Transcribe every record that appears below, exactly and in full.

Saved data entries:
= = = =

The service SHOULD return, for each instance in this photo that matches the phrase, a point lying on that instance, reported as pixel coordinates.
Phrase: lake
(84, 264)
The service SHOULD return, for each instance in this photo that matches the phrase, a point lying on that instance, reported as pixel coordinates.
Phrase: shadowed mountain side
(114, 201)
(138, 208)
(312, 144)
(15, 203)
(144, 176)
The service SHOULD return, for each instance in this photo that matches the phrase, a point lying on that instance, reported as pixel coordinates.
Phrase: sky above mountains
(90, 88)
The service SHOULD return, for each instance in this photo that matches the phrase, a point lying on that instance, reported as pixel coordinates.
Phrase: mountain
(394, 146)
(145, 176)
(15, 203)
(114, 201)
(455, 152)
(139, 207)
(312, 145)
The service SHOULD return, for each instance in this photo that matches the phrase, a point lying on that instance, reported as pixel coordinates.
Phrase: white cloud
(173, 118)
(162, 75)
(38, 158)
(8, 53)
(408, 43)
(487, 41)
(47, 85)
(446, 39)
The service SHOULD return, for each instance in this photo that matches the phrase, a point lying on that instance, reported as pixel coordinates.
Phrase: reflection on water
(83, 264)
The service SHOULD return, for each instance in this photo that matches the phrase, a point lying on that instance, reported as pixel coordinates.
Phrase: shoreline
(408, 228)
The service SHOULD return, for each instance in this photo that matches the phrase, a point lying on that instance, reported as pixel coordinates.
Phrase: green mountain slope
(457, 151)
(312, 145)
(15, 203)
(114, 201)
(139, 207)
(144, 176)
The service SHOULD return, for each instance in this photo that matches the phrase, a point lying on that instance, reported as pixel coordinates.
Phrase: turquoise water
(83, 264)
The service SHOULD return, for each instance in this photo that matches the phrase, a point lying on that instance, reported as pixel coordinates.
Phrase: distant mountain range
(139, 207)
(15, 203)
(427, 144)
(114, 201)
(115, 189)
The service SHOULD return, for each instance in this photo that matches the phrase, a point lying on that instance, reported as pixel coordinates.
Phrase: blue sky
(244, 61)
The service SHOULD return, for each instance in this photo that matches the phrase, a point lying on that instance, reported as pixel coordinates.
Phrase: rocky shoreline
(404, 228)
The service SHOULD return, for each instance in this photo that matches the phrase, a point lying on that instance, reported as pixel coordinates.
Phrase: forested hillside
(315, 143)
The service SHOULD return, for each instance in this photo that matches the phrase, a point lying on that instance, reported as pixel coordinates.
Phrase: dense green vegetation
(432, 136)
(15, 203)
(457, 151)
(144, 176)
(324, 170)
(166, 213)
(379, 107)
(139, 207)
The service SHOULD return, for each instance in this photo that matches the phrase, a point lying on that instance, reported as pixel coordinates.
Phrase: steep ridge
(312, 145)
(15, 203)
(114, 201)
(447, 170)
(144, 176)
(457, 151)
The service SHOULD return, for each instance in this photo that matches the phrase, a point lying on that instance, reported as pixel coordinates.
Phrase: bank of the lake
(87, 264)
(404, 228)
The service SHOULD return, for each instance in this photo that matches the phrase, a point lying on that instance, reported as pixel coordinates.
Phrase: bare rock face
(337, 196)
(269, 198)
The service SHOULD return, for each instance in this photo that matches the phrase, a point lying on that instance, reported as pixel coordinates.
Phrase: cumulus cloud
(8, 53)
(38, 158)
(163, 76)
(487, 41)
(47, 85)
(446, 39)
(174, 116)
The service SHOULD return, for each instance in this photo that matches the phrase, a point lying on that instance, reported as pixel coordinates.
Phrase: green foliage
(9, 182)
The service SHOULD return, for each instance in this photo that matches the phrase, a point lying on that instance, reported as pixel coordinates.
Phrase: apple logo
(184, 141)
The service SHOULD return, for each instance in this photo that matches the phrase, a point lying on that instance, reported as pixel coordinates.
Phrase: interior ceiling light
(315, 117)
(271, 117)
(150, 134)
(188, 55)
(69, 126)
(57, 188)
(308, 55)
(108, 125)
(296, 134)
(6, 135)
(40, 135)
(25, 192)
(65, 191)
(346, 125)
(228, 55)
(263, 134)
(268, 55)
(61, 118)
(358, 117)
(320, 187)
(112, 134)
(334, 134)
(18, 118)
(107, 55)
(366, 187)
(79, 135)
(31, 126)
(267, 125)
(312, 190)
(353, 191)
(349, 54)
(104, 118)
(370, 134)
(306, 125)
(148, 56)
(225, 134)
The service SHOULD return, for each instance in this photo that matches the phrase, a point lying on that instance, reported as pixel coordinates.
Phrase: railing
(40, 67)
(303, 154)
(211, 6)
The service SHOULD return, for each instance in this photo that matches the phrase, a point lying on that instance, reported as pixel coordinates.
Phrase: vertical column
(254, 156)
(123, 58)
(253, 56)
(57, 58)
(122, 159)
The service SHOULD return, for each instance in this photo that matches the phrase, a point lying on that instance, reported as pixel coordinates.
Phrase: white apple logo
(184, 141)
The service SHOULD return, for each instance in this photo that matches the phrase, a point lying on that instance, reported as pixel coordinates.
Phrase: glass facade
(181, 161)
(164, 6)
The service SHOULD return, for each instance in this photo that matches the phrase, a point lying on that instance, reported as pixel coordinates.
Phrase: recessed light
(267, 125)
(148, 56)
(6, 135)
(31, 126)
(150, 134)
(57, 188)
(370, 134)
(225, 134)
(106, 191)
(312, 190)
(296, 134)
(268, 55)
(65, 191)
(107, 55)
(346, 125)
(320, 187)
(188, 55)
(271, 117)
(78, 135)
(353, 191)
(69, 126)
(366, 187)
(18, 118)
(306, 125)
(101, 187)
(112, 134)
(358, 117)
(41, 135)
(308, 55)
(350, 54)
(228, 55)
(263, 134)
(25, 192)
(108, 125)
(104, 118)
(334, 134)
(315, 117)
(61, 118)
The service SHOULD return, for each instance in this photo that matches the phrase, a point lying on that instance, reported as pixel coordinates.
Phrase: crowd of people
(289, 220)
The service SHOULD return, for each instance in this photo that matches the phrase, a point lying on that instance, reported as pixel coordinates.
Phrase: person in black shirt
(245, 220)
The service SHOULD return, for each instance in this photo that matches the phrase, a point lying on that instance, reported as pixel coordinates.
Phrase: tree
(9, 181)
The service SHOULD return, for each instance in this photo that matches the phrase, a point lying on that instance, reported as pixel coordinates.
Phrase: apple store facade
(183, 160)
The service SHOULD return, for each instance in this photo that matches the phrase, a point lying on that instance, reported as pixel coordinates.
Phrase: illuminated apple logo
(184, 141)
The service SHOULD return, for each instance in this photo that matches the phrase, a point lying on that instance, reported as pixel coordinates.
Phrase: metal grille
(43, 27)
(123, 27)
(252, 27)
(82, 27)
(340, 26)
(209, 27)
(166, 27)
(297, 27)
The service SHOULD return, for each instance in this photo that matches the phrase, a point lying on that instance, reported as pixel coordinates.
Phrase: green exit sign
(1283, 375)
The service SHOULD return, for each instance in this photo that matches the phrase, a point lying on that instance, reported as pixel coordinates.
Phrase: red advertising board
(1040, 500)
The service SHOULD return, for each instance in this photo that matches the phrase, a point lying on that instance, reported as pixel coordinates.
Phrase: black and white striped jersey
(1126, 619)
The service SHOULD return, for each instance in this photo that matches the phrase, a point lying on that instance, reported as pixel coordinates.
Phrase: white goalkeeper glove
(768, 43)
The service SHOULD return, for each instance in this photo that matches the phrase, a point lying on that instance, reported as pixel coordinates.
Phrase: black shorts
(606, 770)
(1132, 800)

= = = =

COMPLETE ANSWER:
The service SHOULD return, for each instance in this photo that matches the phrase, a point lying on that instance, reported as pixel coordinates.
Phrase: lake
(84, 264)
The service SHOULD return, for each instance in this photo that matches the phrase, a point lying on that instance, reported as pixel coordinates.
Phrase: shadowed mountain side
(114, 201)
(138, 208)
(312, 144)
(15, 203)
(144, 176)
The service SHOULD return, for each instance in this photo that matches the phrase, a point lying on that instance, reported as pixel coordinates.
Phrase: sky above mountains
(90, 88)
The service SHOULD return, for each instance in this photo that matches the phrase, a point lying on that instance, reported as pixel coordinates.
Phrase: mountain
(394, 146)
(145, 176)
(15, 203)
(114, 201)
(455, 152)
(139, 207)
(312, 145)
The service SHOULD return, for each instance in this photo that matches the phrase, a point lying on that instance, reported as pixel coordinates.
Phrase: white cloud
(173, 118)
(162, 75)
(38, 158)
(8, 53)
(408, 43)
(487, 41)
(47, 85)
(446, 39)
The service SHOULD return, for each instance in this photo that matches the phrase, a point lying on that instance, reported as pixel coordinates.
Phrase: reflection on water
(83, 264)
The service SHOULD return, for each instance in this photo that matches the phrase, a point lying on that instance, reported as pixel coordinates.
Phrase: shoreline
(408, 228)
The service SHOULD return, for each instance in this photo that matches the phrase, a point lying on that instance, reported as pixel coordinates.
Phrase: green mountain slope
(457, 151)
(312, 145)
(15, 203)
(114, 201)
(139, 207)
(144, 176)
The service SHOULD return, for each instance in this photo that matches the phrase, a point lying on that instance, reported as pixel coordinates.
Phrase: turquoise water
(83, 264)
The service SHOULD return, for each instance in this photo that matches the phrase, a point lying on that instance, reported as pixel coordinates.
Phrase: distant mountain range
(139, 207)
(15, 203)
(427, 144)
(114, 201)
(115, 189)
The service SHOULD return, for each instance in this photo that matches the phrase, a point lying on that instance, reported as pixel coordinates.
Phrase: blue sky
(244, 61)
The service SHOULD return, for each instance in this photo that matches the phrase, a point lying on that instance, reported as pixel coordinates.
Phrase: rocky shoreline
(404, 228)
The service SHOULD return, for each instance in this photo that matches the phrase, a point lying on that instance, reported as pixel coordinates.
Phrase: forested hillside
(315, 143)
The service SHOULD return, for each instance in this photo that matches the phrase, a point lying on that instance, reported as pixel coordinates.
Phrase: dense green vegetation
(432, 136)
(15, 203)
(457, 151)
(144, 176)
(324, 170)
(166, 213)
(379, 107)
(139, 207)
The service SHOULD return, for each instance in this photo that matches the phrase, a point lying on that instance, reported as pixel coordinates.
Phrase: steep ridge
(312, 145)
(15, 203)
(114, 201)
(447, 170)
(144, 176)
(457, 151)
The service SHOULD return, for each instance in this photo that matches the phrase, a point lying on that instance, reported as pixel coordinates.
Phrase: bank of the lake
(87, 264)
(404, 228)
The service SHOULD return, for each instance in this photo that matches the phrase, a point lying on that instance, reported as pixel coordinates.
Phrase: bare rock face
(337, 196)
(269, 198)
The service SHOULD return, for each instance in this photo that matches the phrase, a point lying on that instance, reported as pixel coordinates.
Phrase: cumulus cloud
(8, 53)
(38, 158)
(163, 76)
(487, 41)
(47, 85)
(446, 39)
(174, 116)
The service SHOULD return, for each instance in this photo that matches the phrase, a point lying on that instance, reported as pixel coordinates.
Phrase: green foliage
(9, 182)
The service SHOULD return, for each instance in this photo that matches the phrase, a point lying on that instance, reported as pixel coordinates.
Phrase: apple logo
(184, 141)
The service SHOULD return, for each instance in this photo that matches the phrase, a point lying on that instance, reported as pixel coordinates.
Phrase: interior ceiling light
(315, 117)
(271, 117)
(150, 134)
(188, 55)
(69, 126)
(57, 188)
(308, 55)
(108, 125)
(296, 134)
(6, 135)
(40, 135)
(25, 192)
(65, 191)
(346, 125)
(228, 55)
(263, 134)
(268, 55)
(61, 118)
(358, 117)
(320, 187)
(112, 134)
(334, 134)
(18, 118)
(107, 55)
(366, 187)
(79, 135)
(31, 126)
(267, 125)
(312, 190)
(353, 191)
(349, 54)
(104, 118)
(370, 134)
(306, 125)
(148, 56)
(225, 134)
The service SHOULD return, for each instance in this photo that matches the phrase, a point lying on that instance, reported as pixel coordinates.
Phrase: railing
(40, 67)
(303, 154)
(211, 6)
The service SHOULD return, for each instance in this photo that matches the phrase, a point lying on that instance, reported as pixel coordinates.
Phrase: vertical column
(254, 156)
(123, 58)
(253, 56)
(57, 58)
(122, 159)
The service SHOULD return, for each instance in this photo that matches the phrase, a point lying on that instance, reported as pixel coordinates.
Phrase: white apple logo
(184, 141)
The service SHOULD return, for each instance in this photo that matches the phrase, a point lying on that instance, reported as pixel coordinates.
Phrase: glass facade
(181, 161)
(164, 6)
The service SHOULD return, for each instance in this photo that matches the phrase, a point lying on that instance, reported as pixel coordinates.
Phrase: recessed light
(267, 125)
(148, 56)
(6, 135)
(31, 126)
(150, 134)
(57, 188)
(370, 134)
(225, 134)
(106, 191)
(312, 190)
(296, 134)
(268, 55)
(65, 191)
(107, 55)
(346, 125)
(320, 187)
(188, 55)
(271, 117)
(78, 135)
(353, 191)
(69, 126)
(366, 187)
(18, 118)
(306, 125)
(101, 187)
(112, 134)
(358, 117)
(41, 135)
(308, 55)
(350, 54)
(228, 55)
(263, 134)
(25, 192)
(108, 125)
(104, 118)
(334, 134)
(315, 117)
(61, 118)
The service SHOULD return, for each instance in this photo that matches the phrase, a point lying on that instance, reported as pixel coordinates.
Phrase: crowd of people
(289, 220)
The service SHOULD return, for each instance in this photo that matches the phrase, a point lying on that instance, reported as pixel coordinates.
Phrase: person in black shirt
(245, 220)
The service SHOULD return, for each instance in this photo that matches the phrase, a point lying on that instance, reported as pixel coordinates.
Phrase: tree
(9, 181)
The service SHOULD return, for each instance in this photo that matches the phrase, a point lying on that instance, reported as pixel coordinates.
Phrase: apple store facade
(183, 160)
The service SHOULD return, for each instance in this photo that matches the phrase, a point lying on that instance, reported as pixel coordinates.
Phrase: illuminated apple logo
(184, 141)
The service SHOULD return, for each instance in this photo that matches the phrase, a point lying on that instance, reported as pixel coordinates.
Phrase: metal grille
(43, 27)
(123, 27)
(252, 27)
(82, 27)
(340, 26)
(209, 27)
(166, 27)
(297, 27)
The service SHOULD return, for each instance in this photo that matches the phrase, a point lying on that instance, reported as pixel coordinates.
Phrase: green exit sign
(1283, 375)
The service SHOULD return, for each instance in this photo that matches the phrase, a point lying on that instance, reported as pixel coordinates.
Phrase: red advertising board
(1040, 500)
The service SHOULD return, for each instance in this photo that matches the phrase, a point lying on that instance, reported as pixel coordinates.
Phrase: black and white striped jersey
(1126, 619)
The service SHOULD return, for each instance in this photo that matches the phrase, a point lying on that instance, reported as pixel coordinates.
Phrase: white goalkeeper glove
(768, 43)
The service SHOULD return, for each instance in this photo that matches the phrase, a point lying on that instance, reported as pixel coordinates.
Phrase: black shorts
(606, 770)
(1132, 800)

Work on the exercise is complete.